What you will do: Could you convert the lines from the beginning of the records through the line containing "(756, 1025)", inclusive, into a numbered list that skips blank lines and leaves out the pictures?

---*---

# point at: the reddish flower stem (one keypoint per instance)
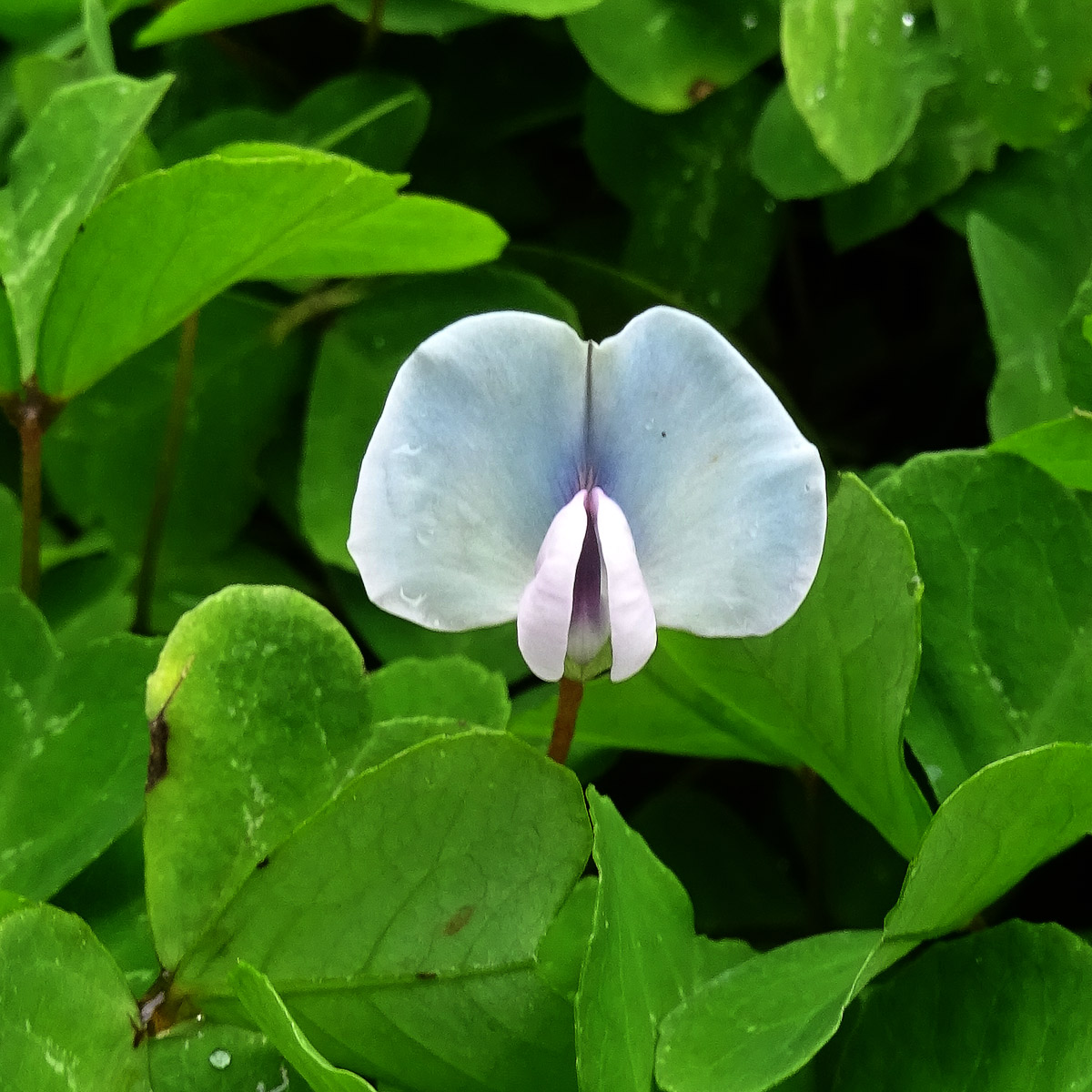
(569, 694)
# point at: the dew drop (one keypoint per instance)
(219, 1059)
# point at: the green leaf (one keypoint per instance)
(950, 142)
(374, 117)
(702, 223)
(1026, 224)
(108, 895)
(11, 538)
(1032, 1036)
(188, 233)
(10, 376)
(238, 685)
(98, 53)
(392, 638)
(1026, 306)
(438, 17)
(674, 54)
(72, 751)
(371, 116)
(642, 962)
(266, 1008)
(660, 709)
(450, 687)
(784, 157)
(214, 1057)
(562, 948)
(199, 16)
(414, 234)
(1006, 555)
(830, 687)
(605, 298)
(66, 1016)
(359, 358)
(1026, 69)
(1000, 824)
(401, 922)
(1062, 448)
(97, 452)
(857, 72)
(59, 172)
(740, 884)
(756, 1025)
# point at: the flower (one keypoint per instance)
(590, 491)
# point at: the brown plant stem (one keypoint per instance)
(374, 27)
(569, 694)
(174, 432)
(31, 414)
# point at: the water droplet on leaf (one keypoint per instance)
(219, 1059)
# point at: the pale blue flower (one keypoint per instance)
(592, 492)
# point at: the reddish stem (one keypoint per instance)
(569, 694)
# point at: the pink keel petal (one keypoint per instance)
(632, 620)
(541, 622)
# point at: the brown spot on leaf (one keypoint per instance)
(158, 735)
(458, 921)
(161, 1008)
(700, 90)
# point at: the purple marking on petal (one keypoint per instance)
(541, 622)
(632, 618)
(590, 626)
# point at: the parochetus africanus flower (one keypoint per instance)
(591, 491)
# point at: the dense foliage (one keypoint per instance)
(844, 856)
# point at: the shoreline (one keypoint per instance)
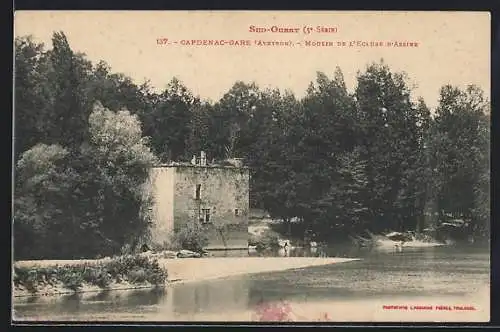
(185, 270)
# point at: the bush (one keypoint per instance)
(190, 236)
(134, 269)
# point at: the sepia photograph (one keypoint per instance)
(251, 166)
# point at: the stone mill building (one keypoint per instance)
(214, 195)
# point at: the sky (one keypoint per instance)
(453, 47)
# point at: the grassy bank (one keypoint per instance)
(116, 273)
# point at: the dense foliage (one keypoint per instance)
(338, 162)
(138, 270)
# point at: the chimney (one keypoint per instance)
(203, 159)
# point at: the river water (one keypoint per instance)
(440, 284)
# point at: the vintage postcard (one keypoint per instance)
(248, 166)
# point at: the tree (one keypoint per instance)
(114, 167)
(169, 122)
(43, 183)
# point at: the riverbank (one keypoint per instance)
(179, 271)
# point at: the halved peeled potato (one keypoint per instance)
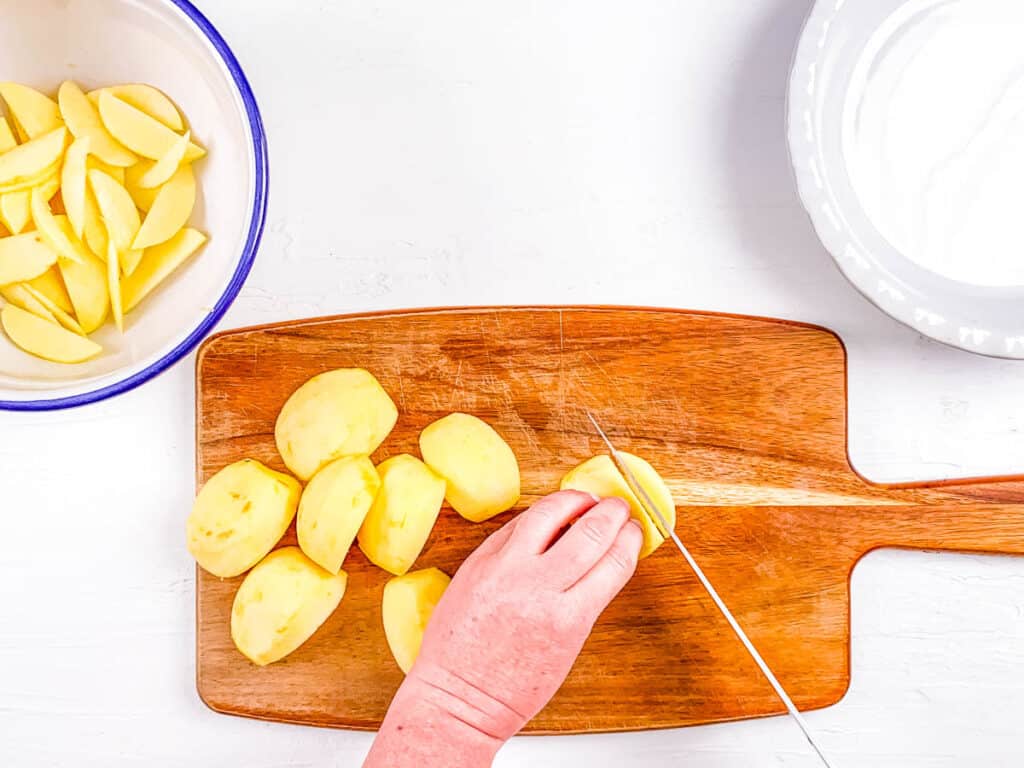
(333, 507)
(409, 602)
(403, 513)
(240, 514)
(479, 467)
(45, 339)
(339, 413)
(600, 476)
(281, 603)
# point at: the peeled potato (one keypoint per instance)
(600, 476)
(340, 413)
(239, 516)
(408, 605)
(403, 513)
(479, 467)
(281, 603)
(333, 507)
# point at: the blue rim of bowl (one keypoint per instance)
(248, 253)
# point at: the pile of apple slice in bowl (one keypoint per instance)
(96, 190)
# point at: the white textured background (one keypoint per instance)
(510, 152)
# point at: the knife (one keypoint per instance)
(655, 514)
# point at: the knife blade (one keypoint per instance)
(658, 518)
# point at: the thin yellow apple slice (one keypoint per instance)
(117, 208)
(162, 171)
(114, 285)
(83, 120)
(157, 263)
(170, 210)
(35, 113)
(145, 98)
(118, 174)
(138, 131)
(51, 230)
(87, 287)
(33, 158)
(7, 140)
(24, 257)
(73, 187)
(51, 285)
(18, 296)
(15, 210)
(62, 317)
(45, 339)
(143, 198)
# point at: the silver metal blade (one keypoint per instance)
(669, 531)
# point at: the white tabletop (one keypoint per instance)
(510, 152)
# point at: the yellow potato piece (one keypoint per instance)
(143, 198)
(15, 210)
(409, 602)
(35, 113)
(61, 316)
(32, 160)
(157, 264)
(117, 208)
(339, 413)
(240, 514)
(7, 140)
(19, 296)
(86, 285)
(138, 131)
(163, 169)
(479, 467)
(281, 603)
(51, 285)
(114, 286)
(44, 339)
(55, 236)
(24, 257)
(146, 98)
(333, 507)
(83, 120)
(73, 184)
(402, 515)
(170, 210)
(600, 476)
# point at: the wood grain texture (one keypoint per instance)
(745, 419)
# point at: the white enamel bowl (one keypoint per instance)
(169, 44)
(928, 226)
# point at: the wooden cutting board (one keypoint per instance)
(745, 419)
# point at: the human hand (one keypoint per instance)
(508, 630)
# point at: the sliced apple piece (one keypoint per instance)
(157, 263)
(83, 120)
(32, 159)
(164, 168)
(18, 296)
(7, 140)
(15, 210)
(24, 257)
(45, 339)
(73, 183)
(48, 226)
(34, 112)
(409, 602)
(145, 98)
(170, 210)
(61, 316)
(117, 208)
(138, 131)
(114, 285)
(51, 285)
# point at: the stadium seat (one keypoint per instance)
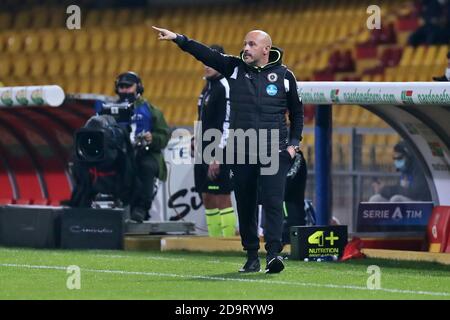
(32, 43)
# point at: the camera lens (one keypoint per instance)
(90, 145)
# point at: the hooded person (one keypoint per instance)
(412, 185)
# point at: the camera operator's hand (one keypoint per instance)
(148, 137)
(192, 147)
(165, 34)
(213, 170)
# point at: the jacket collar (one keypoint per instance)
(275, 59)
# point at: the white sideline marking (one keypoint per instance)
(173, 275)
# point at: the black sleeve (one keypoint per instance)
(225, 64)
(218, 106)
(418, 190)
(295, 107)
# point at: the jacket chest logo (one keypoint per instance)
(272, 77)
(271, 89)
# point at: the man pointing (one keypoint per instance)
(261, 92)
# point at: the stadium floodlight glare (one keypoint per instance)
(51, 95)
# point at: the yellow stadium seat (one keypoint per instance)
(84, 85)
(430, 56)
(98, 65)
(37, 66)
(5, 20)
(112, 65)
(126, 40)
(97, 39)
(20, 66)
(31, 43)
(14, 42)
(64, 41)
(92, 18)
(70, 85)
(70, 65)
(54, 65)
(112, 41)
(85, 62)
(441, 58)
(107, 17)
(5, 67)
(41, 17)
(22, 20)
(81, 41)
(48, 41)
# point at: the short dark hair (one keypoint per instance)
(402, 148)
(217, 48)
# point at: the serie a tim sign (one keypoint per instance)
(318, 242)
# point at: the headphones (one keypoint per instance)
(402, 148)
(137, 79)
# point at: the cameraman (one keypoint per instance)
(149, 134)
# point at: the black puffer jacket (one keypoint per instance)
(259, 96)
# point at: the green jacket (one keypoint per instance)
(160, 138)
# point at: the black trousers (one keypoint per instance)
(247, 183)
(147, 171)
(295, 201)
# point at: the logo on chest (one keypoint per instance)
(272, 77)
(271, 89)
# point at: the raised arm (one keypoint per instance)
(225, 64)
(295, 107)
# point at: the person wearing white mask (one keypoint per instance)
(446, 76)
(412, 185)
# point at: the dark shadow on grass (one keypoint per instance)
(236, 275)
(396, 264)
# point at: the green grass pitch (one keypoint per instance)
(42, 274)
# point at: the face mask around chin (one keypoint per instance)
(447, 73)
(130, 97)
(400, 164)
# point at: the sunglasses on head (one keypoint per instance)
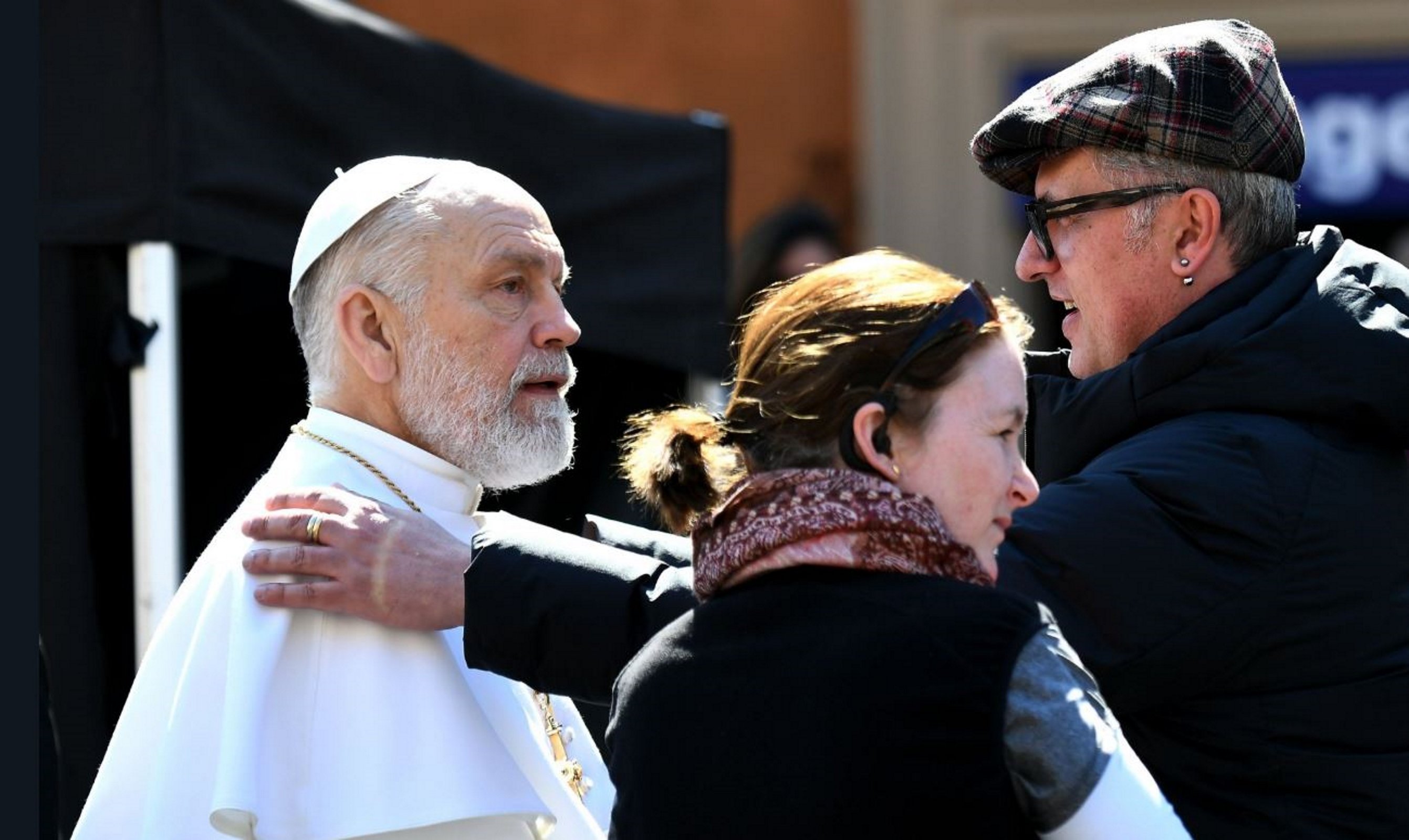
(970, 309)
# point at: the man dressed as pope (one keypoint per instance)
(427, 298)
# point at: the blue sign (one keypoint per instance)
(1356, 118)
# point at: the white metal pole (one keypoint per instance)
(153, 298)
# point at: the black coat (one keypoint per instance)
(823, 702)
(1220, 534)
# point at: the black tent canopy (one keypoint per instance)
(216, 124)
(213, 126)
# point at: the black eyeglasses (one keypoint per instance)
(1040, 212)
(971, 308)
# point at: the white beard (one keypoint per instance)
(460, 413)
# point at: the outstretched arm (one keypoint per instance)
(558, 612)
(384, 564)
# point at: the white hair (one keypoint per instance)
(1259, 211)
(385, 251)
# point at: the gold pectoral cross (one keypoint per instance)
(568, 769)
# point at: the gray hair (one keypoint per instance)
(384, 251)
(1259, 211)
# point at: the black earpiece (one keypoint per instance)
(880, 439)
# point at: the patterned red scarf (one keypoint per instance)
(824, 518)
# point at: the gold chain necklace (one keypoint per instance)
(568, 769)
(300, 429)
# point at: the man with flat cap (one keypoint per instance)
(1222, 454)
(427, 298)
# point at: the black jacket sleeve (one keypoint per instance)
(564, 614)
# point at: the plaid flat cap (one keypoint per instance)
(1208, 92)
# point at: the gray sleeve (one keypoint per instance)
(1059, 735)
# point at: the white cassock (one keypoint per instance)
(277, 725)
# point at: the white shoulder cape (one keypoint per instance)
(269, 723)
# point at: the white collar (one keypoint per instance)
(430, 481)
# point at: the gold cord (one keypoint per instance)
(568, 769)
(300, 429)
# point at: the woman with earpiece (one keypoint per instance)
(851, 671)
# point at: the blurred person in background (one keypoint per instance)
(784, 244)
(1222, 458)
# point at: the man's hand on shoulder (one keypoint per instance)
(384, 564)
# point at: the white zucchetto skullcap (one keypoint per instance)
(351, 196)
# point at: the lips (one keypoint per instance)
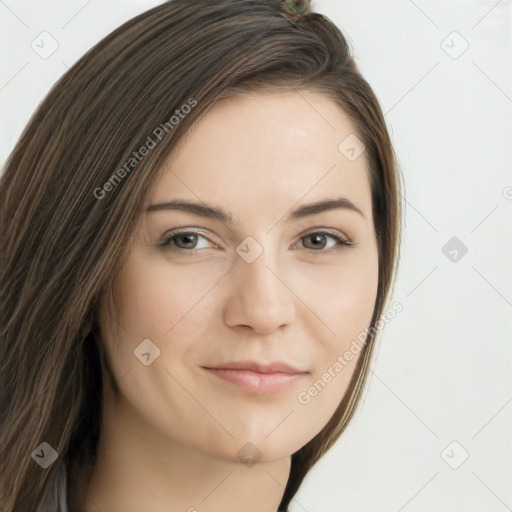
(258, 378)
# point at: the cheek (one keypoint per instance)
(342, 297)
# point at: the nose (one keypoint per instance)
(259, 297)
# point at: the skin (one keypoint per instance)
(170, 440)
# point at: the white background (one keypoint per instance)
(443, 369)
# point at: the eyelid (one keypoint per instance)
(342, 241)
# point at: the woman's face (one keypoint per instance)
(233, 337)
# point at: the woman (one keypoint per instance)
(200, 221)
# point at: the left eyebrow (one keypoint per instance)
(212, 212)
(323, 206)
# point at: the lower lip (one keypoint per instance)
(258, 383)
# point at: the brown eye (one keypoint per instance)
(184, 240)
(320, 240)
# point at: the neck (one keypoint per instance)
(138, 468)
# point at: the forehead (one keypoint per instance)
(267, 150)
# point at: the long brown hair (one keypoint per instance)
(65, 230)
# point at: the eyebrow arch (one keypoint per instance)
(215, 213)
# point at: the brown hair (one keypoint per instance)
(63, 246)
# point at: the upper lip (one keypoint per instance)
(254, 366)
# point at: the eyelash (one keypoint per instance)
(340, 242)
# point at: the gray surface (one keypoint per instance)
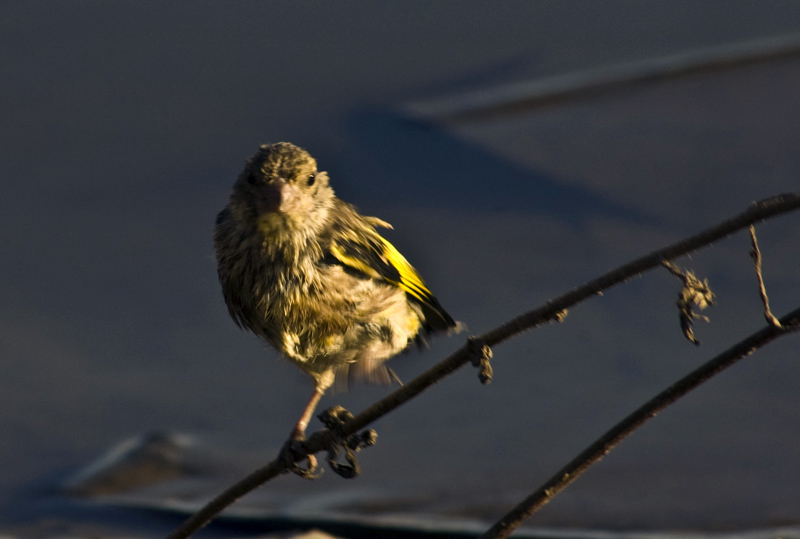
(123, 126)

---*---

Solved exercise:
1. # point at: the reddish flower stem (one keypoint per instance)
2. (569, 694)
3. # point at: the dew drop (one keypoint per instance)
4. (219, 1059)
5. # point at: the green leaf (one keypoint per instance)
6. (950, 142)
7. (374, 117)
8. (702, 223)
9. (1026, 224)
10. (108, 895)
11. (11, 538)
12. (1032, 1036)
13. (188, 233)
14. (10, 376)
15. (238, 685)
16. (98, 53)
17. (392, 638)
18. (1026, 306)
19. (438, 17)
20. (674, 54)
21. (72, 751)
22. (371, 116)
23. (642, 962)
24. (266, 1008)
25. (660, 709)
26. (450, 687)
27. (784, 157)
28. (214, 1057)
29. (562, 948)
30. (199, 16)
31. (414, 234)
32. (1006, 555)
33. (830, 687)
34. (605, 298)
35. (66, 1016)
36. (359, 358)
37. (1026, 69)
38. (1000, 824)
39. (401, 922)
40. (1062, 448)
41. (97, 452)
42. (857, 72)
43. (59, 172)
44. (740, 884)
45. (756, 1025)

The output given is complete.